— Study text —
* * * *
Once the thin electroplated rhodium coating that makes new pieces of jewellery extra bright and shiny wears off, most of us are likely to come across rhodium mainly as a crucial component in catalytic converters for cars. In these devices, metallic particles of element 45 are embedded in the porous ceramic structure of the catalyst, and its specific role is to help break down nitrogen oxides to innocuous O2 and N2.

In 1988, a year before catalytic converters became compulsory for new cars in Sweden, I encountered this otherwise silver-white noble metal in a very different form: 50 grams of a purple powder, worth half a year's pay for a graduate student. This price reflected both the fact that element 45 is typically the most expensive of the platinum group metals (PGMs), as well as the difficulty of oxidizing it into a molecular compound. Rhodium's price fluctuates according to external factors, increasing for example if car sales go up or environmental legislation gets tougher. Moreover, as its production is dominated by a few countries, notably South Africa, mining strikes or local politics may also significantly affect the world market.
* * * *
Stored items:
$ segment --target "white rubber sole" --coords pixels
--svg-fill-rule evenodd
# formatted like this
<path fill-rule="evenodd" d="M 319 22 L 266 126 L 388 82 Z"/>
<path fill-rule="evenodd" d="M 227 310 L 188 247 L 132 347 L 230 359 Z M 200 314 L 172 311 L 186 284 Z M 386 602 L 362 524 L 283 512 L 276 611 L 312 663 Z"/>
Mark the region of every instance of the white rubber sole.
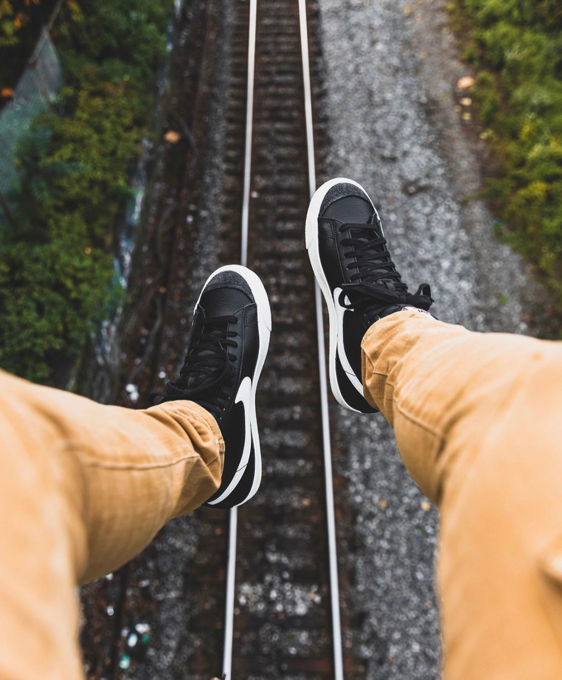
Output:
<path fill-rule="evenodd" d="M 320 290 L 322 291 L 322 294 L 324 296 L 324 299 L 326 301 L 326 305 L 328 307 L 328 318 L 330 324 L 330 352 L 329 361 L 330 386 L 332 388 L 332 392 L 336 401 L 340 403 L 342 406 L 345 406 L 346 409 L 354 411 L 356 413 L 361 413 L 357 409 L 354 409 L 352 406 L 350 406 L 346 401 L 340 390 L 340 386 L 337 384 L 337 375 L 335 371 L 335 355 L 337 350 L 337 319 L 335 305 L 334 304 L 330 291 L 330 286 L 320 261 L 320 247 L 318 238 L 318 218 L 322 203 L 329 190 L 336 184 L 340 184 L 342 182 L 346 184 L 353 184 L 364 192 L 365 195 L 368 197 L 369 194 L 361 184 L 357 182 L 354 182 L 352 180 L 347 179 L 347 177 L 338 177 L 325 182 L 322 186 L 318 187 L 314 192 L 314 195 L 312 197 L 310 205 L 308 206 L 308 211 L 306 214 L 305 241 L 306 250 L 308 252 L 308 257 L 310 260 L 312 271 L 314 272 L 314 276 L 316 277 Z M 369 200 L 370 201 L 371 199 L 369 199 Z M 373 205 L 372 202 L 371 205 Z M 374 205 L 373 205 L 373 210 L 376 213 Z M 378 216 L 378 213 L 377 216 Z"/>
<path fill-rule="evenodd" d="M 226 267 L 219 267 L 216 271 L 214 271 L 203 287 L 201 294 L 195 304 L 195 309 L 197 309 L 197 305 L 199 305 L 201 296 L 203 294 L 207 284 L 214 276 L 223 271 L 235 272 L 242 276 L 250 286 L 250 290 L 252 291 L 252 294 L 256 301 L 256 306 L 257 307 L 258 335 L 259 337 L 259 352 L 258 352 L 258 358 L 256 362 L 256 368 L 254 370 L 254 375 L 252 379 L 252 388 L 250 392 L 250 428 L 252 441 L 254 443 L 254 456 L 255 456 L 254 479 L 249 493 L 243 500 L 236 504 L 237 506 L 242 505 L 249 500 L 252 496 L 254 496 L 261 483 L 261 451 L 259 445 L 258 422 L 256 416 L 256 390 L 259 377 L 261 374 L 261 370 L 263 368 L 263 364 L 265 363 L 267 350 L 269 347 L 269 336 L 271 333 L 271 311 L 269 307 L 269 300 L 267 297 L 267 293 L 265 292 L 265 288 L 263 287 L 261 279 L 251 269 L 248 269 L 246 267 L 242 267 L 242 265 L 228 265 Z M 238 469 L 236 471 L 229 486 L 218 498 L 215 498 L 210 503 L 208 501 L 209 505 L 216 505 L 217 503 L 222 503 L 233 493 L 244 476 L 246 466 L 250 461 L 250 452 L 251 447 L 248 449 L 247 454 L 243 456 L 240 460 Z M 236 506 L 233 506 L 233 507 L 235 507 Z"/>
* * * *
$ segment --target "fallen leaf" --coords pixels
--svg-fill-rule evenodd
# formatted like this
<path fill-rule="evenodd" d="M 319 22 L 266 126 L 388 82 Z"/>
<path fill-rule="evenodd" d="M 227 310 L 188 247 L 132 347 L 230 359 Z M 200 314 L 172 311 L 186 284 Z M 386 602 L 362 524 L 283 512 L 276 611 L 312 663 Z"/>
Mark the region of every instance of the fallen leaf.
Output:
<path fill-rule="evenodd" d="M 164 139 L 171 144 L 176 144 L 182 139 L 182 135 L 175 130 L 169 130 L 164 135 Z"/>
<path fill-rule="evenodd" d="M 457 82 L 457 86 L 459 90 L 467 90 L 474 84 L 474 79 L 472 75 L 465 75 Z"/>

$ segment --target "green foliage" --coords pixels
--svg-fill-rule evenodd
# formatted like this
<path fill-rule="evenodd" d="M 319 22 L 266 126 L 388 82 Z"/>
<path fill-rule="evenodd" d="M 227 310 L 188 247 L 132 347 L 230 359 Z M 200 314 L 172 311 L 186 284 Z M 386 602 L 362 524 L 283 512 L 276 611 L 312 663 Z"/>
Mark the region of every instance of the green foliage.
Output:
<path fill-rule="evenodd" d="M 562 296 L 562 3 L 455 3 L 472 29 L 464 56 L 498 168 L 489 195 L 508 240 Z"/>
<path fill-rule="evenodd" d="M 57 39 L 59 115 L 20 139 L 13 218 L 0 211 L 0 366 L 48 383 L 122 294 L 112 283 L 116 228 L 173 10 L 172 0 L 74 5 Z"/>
* * * *
— Exercise goal —
Transcribe the stretch of the rhodium passage from "Once the thin" through "innocuous O2 and N2.". None of the entries are needed here.

— Exercise answer —
Once the thin electroplated rhodium coating that makes new pieces of jewellery extra bright and shiny wears off, most of us are likely to come across rhodium mainly as a crucial component in catalytic converters for cars. In these devices, metallic particles of element 45 are embedded in the porous ceramic structure of the catalyst, and its specific role is to help break down nitrogen oxides to innocuous O2 and N2.